Saved data entries:

-- begin --

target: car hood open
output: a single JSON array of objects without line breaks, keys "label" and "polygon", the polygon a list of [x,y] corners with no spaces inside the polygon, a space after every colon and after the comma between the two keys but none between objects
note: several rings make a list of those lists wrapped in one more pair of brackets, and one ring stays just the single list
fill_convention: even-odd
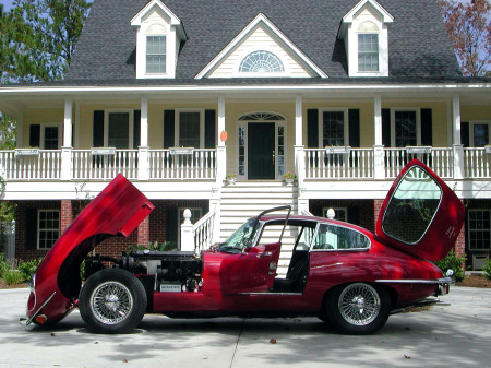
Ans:
[{"label": "car hood open", "polygon": [[29,298],[27,317],[43,308],[51,321],[61,319],[79,296],[80,265],[85,257],[108,237],[128,237],[153,210],[146,197],[118,175],[72,222],[39,264],[31,285],[34,300]]}]

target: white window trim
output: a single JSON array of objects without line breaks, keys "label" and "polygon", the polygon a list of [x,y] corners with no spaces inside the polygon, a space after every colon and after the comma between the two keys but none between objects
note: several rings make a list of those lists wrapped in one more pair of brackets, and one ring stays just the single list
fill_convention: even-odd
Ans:
[{"label": "white window trim", "polygon": [[[287,173],[288,168],[288,122],[283,114],[278,114],[275,111],[261,111],[261,112],[270,112],[274,115],[278,115],[284,117],[284,120],[267,120],[267,121],[247,121],[247,120],[237,120],[236,121],[236,169],[239,170],[239,127],[244,127],[244,175],[239,175],[237,173],[237,177],[241,180],[248,180],[249,178],[249,122],[274,122],[275,123],[275,157],[278,157],[278,127],[284,127],[284,167],[285,173]],[[244,112],[238,116],[237,119],[244,115],[254,114],[254,111]],[[278,159],[275,158],[275,180],[282,179],[282,176],[278,175]]]},{"label": "white window trim", "polygon": [[[491,210],[489,210],[489,209],[469,209],[468,210],[468,212],[483,212],[483,211],[491,212]],[[468,236],[468,239],[470,241],[470,232],[472,230],[470,228],[470,224],[469,224],[470,223],[470,216],[467,215],[467,218],[468,218],[467,219],[467,236]],[[491,232],[491,229],[489,229],[489,232]],[[469,248],[470,251],[490,251],[491,250],[491,245],[490,245],[490,248],[470,248],[470,242],[469,242],[468,244],[468,248]]]},{"label": "white window trim", "polygon": [[[39,246],[39,240],[40,240],[40,226],[39,226],[39,222],[40,222],[40,216],[39,213],[40,212],[58,212],[58,235],[60,235],[60,226],[61,226],[61,212],[60,210],[37,210],[37,224],[36,224],[36,249],[38,250],[47,250],[47,249],[51,249],[51,248],[40,248]],[[44,229],[46,230],[46,229]],[[55,230],[55,229],[53,229]],[[55,245],[55,244],[53,244]],[[52,246],[51,246],[52,247]]]},{"label": "white window trim", "polygon": [[469,146],[474,147],[474,126],[488,124],[488,142],[491,144],[491,121],[490,120],[470,120],[469,121]]},{"label": "white window trim", "polygon": [[[164,73],[157,73],[157,72],[148,72],[147,71],[147,64],[146,64],[146,57],[148,56],[148,52],[147,52],[147,47],[148,47],[148,43],[147,43],[147,40],[148,40],[148,37],[166,37],[166,54],[165,54],[165,57],[166,57],[166,71],[164,72]],[[167,52],[168,52],[169,50],[168,50],[168,36],[166,35],[166,34],[145,34],[145,78],[153,78],[153,76],[158,76],[158,78],[163,78],[163,76],[166,76],[167,75],[167,67],[168,67],[168,58],[167,58]]]},{"label": "white window trim", "polygon": [[[127,112],[129,115],[129,136],[128,136],[128,150],[132,150],[133,149],[133,115],[134,115],[134,109],[128,109],[128,108],[110,108],[110,109],[105,109],[104,110],[104,146],[107,147],[108,146],[108,142],[109,142],[109,114],[112,112]],[[125,149],[120,149],[120,150],[125,150]]]},{"label": "white window trim", "polygon": [[347,146],[349,144],[349,114],[347,107],[321,107],[318,110],[318,129],[319,129],[319,147],[324,147],[324,131],[323,131],[323,123],[324,123],[324,112],[343,112],[343,122],[344,122],[344,146]]},{"label": "white window trim", "polygon": [[180,119],[181,119],[181,112],[200,112],[200,149],[204,149],[204,144],[205,144],[205,121],[204,121],[204,117],[205,117],[205,109],[204,108],[177,108],[176,109],[176,114],[175,114],[175,130],[173,130],[173,134],[175,134],[175,142],[176,142],[176,146],[179,145],[179,127],[180,127]]},{"label": "white window trim", "polygon": [[57,127],[58,128],[58,149],[61,149],[61,145],[63,143],[63,123],[62,122],[41,122],[40,124],[40,131],[39,131],[39,149],[45,150],[45,129],[50,127]]},{"label": "white window trim", "polygon": [[[421,108],[420,107],[392,107],[391,108],[391,147],[395,147],[395,112],[416,112],[416,145],[421,145]],[[400,147],[404,149],[404,147]]]},{"label": "white window trim", "polygon": [[[268,51],[273,54],[275,57],[282,61],[284,71],[283,72],[271,72],[271,73],[255,73],[255,72],[241,72],[239,71],[240,64],[242,63],[242,60],[250,54],[255,51]],[[264,50],[264,49],[255,49],[255,48],[249,48],[240,54],[240,56],[237,58],[237,61],[233,66],[233,78],[278,78],[278,76],[291,76],[289,64],[286,62],[286,60],[278,54],[273,52],[272,50]]]}]

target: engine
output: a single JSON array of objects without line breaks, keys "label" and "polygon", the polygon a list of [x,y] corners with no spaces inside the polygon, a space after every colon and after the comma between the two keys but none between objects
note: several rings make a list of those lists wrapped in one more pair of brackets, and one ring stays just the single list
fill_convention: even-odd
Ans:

-- end --

Requirement:
Recast the lines above as a Markdown table with the columns "No." and "Line," numbering each row and skipping blank lines. Omit the pictures.

Task output:
| No. | Line |
|---|---|
| 1 | target: car hood open |
| 2 | output: a single JSON array of objects without line breaks, keys "label" and "polygon", the polygon a list of [x,y] corners with no spaces inside the polygon, a space after every colon and after the comma between the two keys but none between objects |
| 3 | note: several rings make a list of those lists wrapped in one more pair of brackets, and one ring stays just the single list |
| 4 | fill_convention: even-odd |
| 5 | Ans: |
| 6 | [{"label": "car hood open", "polygon": [[29,298],[27,317],[43,308],[51,321],[61,319],[79,296],[80,265],[85,257],[108,237],[128,237],[153,210],[146,197],[118,175],[72,222],[39,264],[31,285],[34,300]]}] |
| 7 | target: white window trim |
| 8 | output: a single JSON array of objects without line breaks, keys "label" and "polygon", the polygon a list of [x,y] corners with no spaces inside the polygon, a space after every colon and after the comma between the two keys but none between objects |
| 9 | note: several rings make a list of those lists wrapped in one more pair of brackets, and one ring stays just the single list |
| 10 | fill_convention: even-odd |
| 11 | Ans: |
| 12 | [{"label": "white window trim", "polygon": [[[287,173],[288,168],[288,122],[283,114],[278,114],[275,111],[261,111],[261,112],[270,112],[274,115],[278,115],[284,117],[284,120],[267,120],[267,121],[247,121],[247,120],[237,120],[236,121],[236,169],[239,170],[239,127],[244,127],[244,175],[239,175],[237,173],[237,177],[241,180],[248,180],[249,178],[249,122],[274,122],[275,123],[275,157],[278,157],[278,127],[284,127],[284,167],[285,173]],[[244,112],[238,116],[237,119],[244,115],[254,114],[254,111]],[[278,159],[275,158],[275,180],[282,179],[282,176],[278,175]]]},{"label": "white window trim", "polygon": [[[491,210],[489,210],[489,209],[469,209],[468,210],[468,212],[483,212],[483,211],[491,212]],[[468,236],[468,239],[470,241],[470,232],[472,230],[470,228],[470,224],[469,224],[470,223],[470,216],[467,215],[467,218],[468,218],[467,219],[467,236]],[[491,232],[491,229],[489,229],[489,232]],[[469,248],[470,251],[490,251],[491,250],[491,245],[490,245],[490,248],[470,248],[470,242],[469,242],[468,244],[468,248]]]},{"label": "white window trim", "polygon": [[[39,246],[39,240],[40,240],[40,226],[39,226],[39,222],[40,222],[40,216],[39,213],[40,212],[58,212],[58,235],[60,235],[60,226],[61,226],[61,212],[60,210],[37,210],[37,224],[36,224],[36,249],[38,250],[47,250],[47,249],[51,249],[51,248],[40,248]],[[44,229],[46,230],[46,229]],[[55,230],[55,229],[53,229]],[[55,245],[55,244],[53,244]],[[52,246],[51,246],[52,247]]]},{"label": "white window trim", "polygon": [[469,146],[474,147],[474,126],[488,124],[488,142],[491,144],[491,121],[490,120],[470,120],[469,121]]},{"label": "white window trim", "polygon": [[[164,73],[157,73],[157,72],[148,72],[147,71],[147,64],[146,64],[146,57],[148,56],[148,52],[147,52],[147,47],[148,47],[148,43],[147,43],[147,40],[148,40],[148,37],[166,37],[166,54],[165,54],[165,57],[166,57],[166,71],[164,72]],[[167,52],[168,52],[169,50],[168,50],[168,36],[166,35],[166,34],[145,34],[145,78],[153,78],[153,76],[158,76],[158,78],[163,78],[163,76],[166,76],[167,75],[167,67],[168,67],[168,58],[167,58]]]},{"label": "white window trim", "polygon": [[[127,112],[129,115],[129,136],[128,136],[128,150],[132,150],[133,149],[133,115],[134,115],[134,109],[128,109],[128,108],[110,108],[110,109],[105,109],[104,110],[104,146],[107,147],[108,146],[108,142],[109,142],[109,114],[112,112]],[[125,149],[120,149],[120,150],[125,150]]]},{"label": "white window trim", "polygon": [[347,146],[349,144],[349,114],[347,107],[321,107],[318,110],[318,129],[319,129],[319,147],[324,147],[324,131],[323,131],[323,123],[324,123],[324,112],[343,112],[343,122],[344,122],[344,146]]},{"label": "white window trim", "polygon": [[180,119],[181,119],[181,112],[200,112],[200,149],[204,149],[204,144],[205,144],[205,121],[204,121],[204,117],[205,117],[205,109],[204,108],[177,108],[176,109],[176,114],[175,114],[175,130],[173,130],[173,134],[175,134],[175,142],[176,142],[176,146],[179,145],[179,127],[180,127]]},{"label": "white window trim", "polygon": [[57,127],[58,128],[58,149],[61,149],[61,145],[63,143],[63,123],[62,122],[41,122],[40,124],[40,131],[39,131],[39,149],[45,150],[45,129],[50,127]]},{"label": "white window trim", "polygon": [[[421,108],[420,107],[392,107],[391,108],[391,147],[395,147],[395,112],[416,112],[416,145],[421,145]],[[400,147],[404,149],[404,147]]]},{"label": "white window trim", "polygon": [[[268,51],[273,54],[275,57],[282,61],[284,71],[283,72],[271,72],[271,73],[255,73],[255,72],[241,72],[239,71],[240,64],[242,63],[242,60],[250,54],[255,51]],[[264,50],[264,49],[255,49],[255,48],[249,48],[240,54],[240,56],[237,58],[237,61],[233,66],[233,78],[278,78],[278,76],[291,76],[289,64],[286,62],[286,60],[278,54],[273,52],[272,50]]]}] |
| 13 | target: engine |
| 14 | output: a single JSON array of objects without line breaks, keys "label" and "polygon", the polygon a list of [x,y] corners with no spaces inside the polygon, a space after every colon and after the comma between the two keys but none between objects |
| 15 | note: several rings make a list of those lists wrapped in one more pair of brackets, and one ring stays just the single list |
| 16 | fill_convention: even-odd |
| 17 | Ans: |